▶ What you should do: Give the number of lines in the listing that hold the word "garage". Write nothing but that number.

........

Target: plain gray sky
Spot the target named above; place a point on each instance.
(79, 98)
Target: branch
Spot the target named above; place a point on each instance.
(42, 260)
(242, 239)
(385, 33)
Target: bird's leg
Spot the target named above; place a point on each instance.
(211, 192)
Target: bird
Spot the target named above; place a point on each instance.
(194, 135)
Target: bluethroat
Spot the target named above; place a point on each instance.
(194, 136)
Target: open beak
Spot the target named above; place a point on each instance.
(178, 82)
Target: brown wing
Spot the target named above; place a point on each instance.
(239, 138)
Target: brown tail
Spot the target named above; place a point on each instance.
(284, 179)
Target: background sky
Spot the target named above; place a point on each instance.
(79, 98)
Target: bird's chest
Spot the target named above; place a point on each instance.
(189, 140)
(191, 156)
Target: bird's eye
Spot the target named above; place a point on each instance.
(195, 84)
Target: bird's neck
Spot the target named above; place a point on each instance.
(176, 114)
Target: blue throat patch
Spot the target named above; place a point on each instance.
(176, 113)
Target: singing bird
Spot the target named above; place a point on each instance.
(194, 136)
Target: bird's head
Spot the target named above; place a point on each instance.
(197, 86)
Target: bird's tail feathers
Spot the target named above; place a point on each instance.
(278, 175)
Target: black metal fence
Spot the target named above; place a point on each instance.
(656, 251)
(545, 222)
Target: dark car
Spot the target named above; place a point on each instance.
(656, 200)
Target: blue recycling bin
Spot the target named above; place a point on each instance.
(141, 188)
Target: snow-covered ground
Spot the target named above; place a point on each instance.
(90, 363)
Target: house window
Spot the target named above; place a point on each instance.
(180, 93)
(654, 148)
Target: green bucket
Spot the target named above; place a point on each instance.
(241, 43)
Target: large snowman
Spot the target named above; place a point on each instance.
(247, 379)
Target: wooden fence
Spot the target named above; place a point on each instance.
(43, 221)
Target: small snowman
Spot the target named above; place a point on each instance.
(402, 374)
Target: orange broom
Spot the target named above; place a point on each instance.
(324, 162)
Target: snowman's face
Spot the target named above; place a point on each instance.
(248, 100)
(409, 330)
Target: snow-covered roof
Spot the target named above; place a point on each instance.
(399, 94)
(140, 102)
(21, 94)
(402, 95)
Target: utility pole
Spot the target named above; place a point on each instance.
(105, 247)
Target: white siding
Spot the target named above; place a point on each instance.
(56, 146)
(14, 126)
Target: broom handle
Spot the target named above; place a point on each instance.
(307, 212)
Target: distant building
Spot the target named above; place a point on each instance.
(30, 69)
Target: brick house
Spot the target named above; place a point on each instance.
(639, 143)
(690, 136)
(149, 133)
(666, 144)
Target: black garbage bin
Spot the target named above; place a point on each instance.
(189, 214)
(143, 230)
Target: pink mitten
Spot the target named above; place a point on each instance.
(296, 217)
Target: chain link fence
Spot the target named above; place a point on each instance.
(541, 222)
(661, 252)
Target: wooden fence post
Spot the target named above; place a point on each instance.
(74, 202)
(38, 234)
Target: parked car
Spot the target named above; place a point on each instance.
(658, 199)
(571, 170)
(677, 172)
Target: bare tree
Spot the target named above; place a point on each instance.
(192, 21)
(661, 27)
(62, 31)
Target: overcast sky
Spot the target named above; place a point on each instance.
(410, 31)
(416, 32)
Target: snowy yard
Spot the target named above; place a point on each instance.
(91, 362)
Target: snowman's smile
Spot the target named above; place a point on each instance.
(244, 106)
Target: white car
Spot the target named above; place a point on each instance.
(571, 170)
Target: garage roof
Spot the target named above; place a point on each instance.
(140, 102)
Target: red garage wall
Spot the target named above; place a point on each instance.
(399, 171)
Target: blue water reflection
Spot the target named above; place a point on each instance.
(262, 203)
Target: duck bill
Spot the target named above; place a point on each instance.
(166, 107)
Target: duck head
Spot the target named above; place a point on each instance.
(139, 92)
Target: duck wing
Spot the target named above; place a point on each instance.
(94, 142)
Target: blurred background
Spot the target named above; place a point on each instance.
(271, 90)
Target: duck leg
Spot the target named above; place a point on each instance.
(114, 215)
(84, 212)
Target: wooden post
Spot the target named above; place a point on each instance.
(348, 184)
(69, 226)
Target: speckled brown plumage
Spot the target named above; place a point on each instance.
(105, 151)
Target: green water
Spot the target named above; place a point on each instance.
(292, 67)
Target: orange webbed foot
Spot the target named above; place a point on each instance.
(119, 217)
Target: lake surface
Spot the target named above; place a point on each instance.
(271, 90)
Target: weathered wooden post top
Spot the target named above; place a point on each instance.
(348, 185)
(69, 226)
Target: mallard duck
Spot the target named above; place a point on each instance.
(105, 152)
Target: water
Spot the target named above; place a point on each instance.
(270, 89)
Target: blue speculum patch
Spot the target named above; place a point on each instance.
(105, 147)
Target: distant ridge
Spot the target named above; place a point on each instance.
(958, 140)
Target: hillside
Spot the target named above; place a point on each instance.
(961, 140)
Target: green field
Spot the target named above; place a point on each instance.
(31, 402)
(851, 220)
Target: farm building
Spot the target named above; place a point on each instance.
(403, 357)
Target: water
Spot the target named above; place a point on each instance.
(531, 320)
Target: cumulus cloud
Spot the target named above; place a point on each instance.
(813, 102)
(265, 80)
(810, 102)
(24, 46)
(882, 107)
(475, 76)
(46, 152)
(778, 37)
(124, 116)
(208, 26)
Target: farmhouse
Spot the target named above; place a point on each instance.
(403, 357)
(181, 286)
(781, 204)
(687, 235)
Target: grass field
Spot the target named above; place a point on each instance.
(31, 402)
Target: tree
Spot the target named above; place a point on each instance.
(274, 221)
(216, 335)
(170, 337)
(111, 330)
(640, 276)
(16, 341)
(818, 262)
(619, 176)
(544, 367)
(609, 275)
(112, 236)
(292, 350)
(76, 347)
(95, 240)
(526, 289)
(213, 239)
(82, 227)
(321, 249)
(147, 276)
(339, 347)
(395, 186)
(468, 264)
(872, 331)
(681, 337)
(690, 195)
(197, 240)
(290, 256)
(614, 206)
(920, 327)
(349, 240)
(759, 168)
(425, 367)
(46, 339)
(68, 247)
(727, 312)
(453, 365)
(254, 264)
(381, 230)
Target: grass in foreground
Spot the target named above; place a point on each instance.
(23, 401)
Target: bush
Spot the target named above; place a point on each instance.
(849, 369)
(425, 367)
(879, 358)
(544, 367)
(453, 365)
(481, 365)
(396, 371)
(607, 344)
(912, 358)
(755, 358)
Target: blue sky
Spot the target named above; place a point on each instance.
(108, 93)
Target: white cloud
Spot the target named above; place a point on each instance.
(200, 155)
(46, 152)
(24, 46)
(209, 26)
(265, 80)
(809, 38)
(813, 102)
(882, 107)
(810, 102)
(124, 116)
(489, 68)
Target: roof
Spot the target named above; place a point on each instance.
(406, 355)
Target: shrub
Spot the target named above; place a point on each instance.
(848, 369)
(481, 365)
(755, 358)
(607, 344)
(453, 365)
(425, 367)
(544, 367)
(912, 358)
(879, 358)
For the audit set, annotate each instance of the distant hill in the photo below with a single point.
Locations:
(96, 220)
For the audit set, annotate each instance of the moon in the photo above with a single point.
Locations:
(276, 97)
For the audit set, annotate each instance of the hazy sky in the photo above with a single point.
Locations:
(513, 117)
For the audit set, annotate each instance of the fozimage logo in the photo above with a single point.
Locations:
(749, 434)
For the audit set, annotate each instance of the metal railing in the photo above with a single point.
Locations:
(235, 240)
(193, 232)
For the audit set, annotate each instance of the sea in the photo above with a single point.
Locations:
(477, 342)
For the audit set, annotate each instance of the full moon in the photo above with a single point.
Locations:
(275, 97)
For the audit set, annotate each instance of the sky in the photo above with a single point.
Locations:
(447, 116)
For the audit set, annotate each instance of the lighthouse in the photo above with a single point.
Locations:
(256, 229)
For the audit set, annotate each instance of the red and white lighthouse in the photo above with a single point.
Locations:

........

▶ Response to the exercise: 2